页面摘录:

性能调优相关

配置

export RUSTFLAGS='-g -C target-cpu=native --emit=asm'

[profile.release]
#opt-level = 3
#debug=true
codegen-units = 1
lto = "fat"

其他

https://www.youtube.com/watch?v=d2ZQ9-4ZJmQ&t=35s

Back to fundamentals
- early exit conditions (e.g. 3*1, 3*0)
- operational effciencies (e.g.>> vs/ )
- Parallelism (e.g. simd)
- dynamic programming
- use of efficient types
Fixed size slices can perform better
Inline can both improve and hinder
primitive types are (almost) always better
Consider copy/borrow semantics

切换其他的分配器

jemallocator

[dependencies]
jemallocator = "0.3.2"

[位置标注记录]
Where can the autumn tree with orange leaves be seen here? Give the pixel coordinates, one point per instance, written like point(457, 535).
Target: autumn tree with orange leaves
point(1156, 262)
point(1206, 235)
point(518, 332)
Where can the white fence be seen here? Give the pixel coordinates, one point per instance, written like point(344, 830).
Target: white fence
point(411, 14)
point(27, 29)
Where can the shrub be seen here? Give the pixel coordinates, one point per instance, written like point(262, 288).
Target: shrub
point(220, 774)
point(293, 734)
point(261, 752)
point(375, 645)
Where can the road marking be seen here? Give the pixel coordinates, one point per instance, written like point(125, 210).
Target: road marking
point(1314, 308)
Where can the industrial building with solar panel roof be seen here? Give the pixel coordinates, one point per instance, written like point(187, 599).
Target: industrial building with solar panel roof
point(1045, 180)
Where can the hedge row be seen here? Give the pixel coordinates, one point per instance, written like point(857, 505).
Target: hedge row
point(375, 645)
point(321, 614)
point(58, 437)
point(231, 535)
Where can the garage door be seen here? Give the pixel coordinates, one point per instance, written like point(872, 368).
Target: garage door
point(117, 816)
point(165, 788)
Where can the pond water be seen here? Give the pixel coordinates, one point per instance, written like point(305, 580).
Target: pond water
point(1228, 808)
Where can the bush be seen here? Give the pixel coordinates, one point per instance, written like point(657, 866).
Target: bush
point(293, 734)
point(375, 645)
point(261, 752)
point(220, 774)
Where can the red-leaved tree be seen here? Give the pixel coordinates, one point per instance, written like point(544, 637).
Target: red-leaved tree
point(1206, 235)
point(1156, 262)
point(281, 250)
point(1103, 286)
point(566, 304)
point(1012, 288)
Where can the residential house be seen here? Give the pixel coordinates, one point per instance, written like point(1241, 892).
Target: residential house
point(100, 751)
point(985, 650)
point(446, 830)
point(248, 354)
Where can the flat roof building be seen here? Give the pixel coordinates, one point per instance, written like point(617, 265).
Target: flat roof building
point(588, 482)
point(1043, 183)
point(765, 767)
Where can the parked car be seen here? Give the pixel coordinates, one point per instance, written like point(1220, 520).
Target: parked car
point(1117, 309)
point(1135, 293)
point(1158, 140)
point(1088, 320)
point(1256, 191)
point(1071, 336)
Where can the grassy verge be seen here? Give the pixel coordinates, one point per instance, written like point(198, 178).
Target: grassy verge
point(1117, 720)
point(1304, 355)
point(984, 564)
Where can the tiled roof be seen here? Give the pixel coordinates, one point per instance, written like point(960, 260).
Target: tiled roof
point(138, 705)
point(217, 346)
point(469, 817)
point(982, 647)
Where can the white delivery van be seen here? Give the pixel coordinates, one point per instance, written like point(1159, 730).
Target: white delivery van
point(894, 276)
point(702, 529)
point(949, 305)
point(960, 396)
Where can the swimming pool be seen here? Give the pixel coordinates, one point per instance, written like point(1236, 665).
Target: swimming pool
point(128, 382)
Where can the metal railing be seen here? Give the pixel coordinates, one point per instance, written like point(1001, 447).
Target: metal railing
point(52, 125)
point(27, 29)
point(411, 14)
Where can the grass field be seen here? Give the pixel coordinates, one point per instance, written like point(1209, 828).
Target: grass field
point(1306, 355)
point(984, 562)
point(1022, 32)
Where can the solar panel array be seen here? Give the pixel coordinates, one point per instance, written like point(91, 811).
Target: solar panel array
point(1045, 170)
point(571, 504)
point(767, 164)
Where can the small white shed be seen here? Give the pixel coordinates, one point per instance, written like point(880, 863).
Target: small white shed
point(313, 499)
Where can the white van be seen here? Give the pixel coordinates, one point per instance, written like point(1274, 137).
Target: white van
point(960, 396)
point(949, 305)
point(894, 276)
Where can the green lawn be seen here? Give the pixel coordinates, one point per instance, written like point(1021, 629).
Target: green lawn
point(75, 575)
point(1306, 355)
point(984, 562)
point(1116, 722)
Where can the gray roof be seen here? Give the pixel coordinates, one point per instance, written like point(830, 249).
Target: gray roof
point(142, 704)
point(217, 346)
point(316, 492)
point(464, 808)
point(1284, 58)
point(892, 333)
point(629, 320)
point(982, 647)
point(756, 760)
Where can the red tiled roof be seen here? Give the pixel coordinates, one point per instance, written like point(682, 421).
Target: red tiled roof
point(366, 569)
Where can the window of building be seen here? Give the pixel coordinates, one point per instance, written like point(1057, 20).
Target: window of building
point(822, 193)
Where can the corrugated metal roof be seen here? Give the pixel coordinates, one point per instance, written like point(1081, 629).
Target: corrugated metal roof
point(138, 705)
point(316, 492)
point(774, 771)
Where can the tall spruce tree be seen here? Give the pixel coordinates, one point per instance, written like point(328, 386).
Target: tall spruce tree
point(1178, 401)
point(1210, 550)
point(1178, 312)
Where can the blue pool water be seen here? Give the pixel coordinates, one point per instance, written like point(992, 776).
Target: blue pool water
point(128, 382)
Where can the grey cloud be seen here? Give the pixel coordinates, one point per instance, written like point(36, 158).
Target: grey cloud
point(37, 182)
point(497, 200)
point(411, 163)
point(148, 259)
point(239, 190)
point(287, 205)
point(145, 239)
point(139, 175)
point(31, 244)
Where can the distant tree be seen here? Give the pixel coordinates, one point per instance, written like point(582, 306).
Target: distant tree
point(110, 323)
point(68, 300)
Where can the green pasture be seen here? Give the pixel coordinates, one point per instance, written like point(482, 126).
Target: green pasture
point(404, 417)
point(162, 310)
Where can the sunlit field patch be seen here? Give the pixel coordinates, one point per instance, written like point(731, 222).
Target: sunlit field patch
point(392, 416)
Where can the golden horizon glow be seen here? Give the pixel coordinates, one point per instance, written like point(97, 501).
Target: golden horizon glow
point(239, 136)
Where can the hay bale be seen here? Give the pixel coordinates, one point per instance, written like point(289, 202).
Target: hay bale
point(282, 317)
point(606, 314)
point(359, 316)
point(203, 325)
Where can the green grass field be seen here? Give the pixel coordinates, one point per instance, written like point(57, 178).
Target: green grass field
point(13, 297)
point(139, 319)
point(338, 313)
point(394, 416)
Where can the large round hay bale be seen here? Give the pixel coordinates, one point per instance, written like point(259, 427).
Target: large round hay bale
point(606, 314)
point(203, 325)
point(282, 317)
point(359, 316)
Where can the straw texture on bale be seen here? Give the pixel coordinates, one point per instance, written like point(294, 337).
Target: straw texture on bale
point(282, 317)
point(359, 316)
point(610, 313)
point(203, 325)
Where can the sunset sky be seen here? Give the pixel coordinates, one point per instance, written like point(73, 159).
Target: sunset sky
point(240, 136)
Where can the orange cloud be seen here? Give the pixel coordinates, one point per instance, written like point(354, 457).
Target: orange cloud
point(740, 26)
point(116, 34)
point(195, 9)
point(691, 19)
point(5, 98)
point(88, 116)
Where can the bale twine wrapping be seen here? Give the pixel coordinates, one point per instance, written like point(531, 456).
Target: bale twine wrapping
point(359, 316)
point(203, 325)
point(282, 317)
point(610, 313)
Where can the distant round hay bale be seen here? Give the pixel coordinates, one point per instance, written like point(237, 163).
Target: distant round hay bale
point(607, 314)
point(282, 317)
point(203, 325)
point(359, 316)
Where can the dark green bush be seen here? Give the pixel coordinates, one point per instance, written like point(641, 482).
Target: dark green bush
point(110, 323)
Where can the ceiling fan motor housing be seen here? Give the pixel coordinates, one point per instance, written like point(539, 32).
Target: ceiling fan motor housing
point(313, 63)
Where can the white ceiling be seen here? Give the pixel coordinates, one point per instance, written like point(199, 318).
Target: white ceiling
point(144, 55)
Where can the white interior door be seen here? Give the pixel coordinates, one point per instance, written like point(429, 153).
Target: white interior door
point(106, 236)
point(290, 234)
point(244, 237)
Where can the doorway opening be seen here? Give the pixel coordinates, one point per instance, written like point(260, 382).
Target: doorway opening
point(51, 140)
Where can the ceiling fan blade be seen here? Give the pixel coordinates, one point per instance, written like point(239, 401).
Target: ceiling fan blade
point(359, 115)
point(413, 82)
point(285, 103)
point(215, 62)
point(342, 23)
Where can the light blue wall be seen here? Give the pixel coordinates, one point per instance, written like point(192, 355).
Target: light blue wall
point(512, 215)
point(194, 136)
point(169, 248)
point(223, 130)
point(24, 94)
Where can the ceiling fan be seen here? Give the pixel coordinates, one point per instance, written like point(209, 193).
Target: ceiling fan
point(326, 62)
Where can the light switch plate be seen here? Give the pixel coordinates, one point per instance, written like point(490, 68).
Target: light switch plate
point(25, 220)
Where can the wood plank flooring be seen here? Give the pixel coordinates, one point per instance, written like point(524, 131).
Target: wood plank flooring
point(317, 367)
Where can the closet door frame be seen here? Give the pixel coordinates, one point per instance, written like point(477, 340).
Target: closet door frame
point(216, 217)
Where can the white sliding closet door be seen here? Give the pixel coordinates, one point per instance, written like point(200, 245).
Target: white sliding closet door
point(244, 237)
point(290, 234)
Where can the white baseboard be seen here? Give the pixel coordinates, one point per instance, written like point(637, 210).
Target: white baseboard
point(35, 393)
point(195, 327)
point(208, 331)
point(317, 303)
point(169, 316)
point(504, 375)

练习任务:
[a] 请照录性能调优页面中的一段文字，从含有“[profile.release]”的词句开始，到“(e.g. 3*1, 3*0)”之后为止。
[b] 以下说法与性能调优页面是否相符？(i) 配置里把 codegen-units 设为 1；(ii) 页面认为内联总能提升性能；(iii) 页面给出的 jemallocator 版本是 0.3.2。请逐项回答是或否，并一字不差地引出页面中起决定作用的词句。
[c] 请从性能调优页面的末尾接着往下续写。
这些条目与此毫无关系。

参考答案:
[a]
[profile.release]
#opt-level = 3
#debug=true
codegen-units = 1
lto = "fat"

其他

https://www.youtube.com/watch?v=d2ZQ9-4ZJmQ&t=35s

Back to fundamentals
- early exit conditions (e.g. 3*1, 3*0)

[b]
(i) 是，“codegen-units = 1”
(ii) 否，“Inline can both improve and hinder”
(iii) 是，“jemallocator = "0.3.2"”

[c]
然后在 main.rs 的最顶部加入下面的代码

#[global_allocator]
static GLOBAL: jemallocator::Jemalloc = jemallocator::Jemalloc;

mimalloc

[dependencies]
mimalloc = { version = "0.1.17", default-features = false }

然后在 main.rs 的最顶部加入下面的代码

#[global_allocator]
static GLOBAL: mimalloc::MiMalloc = mimalloc::MiMalloc;

性能对比

在自己的测试中

系统默认内存分配器, QPS 为 18199.37 QPS (100%)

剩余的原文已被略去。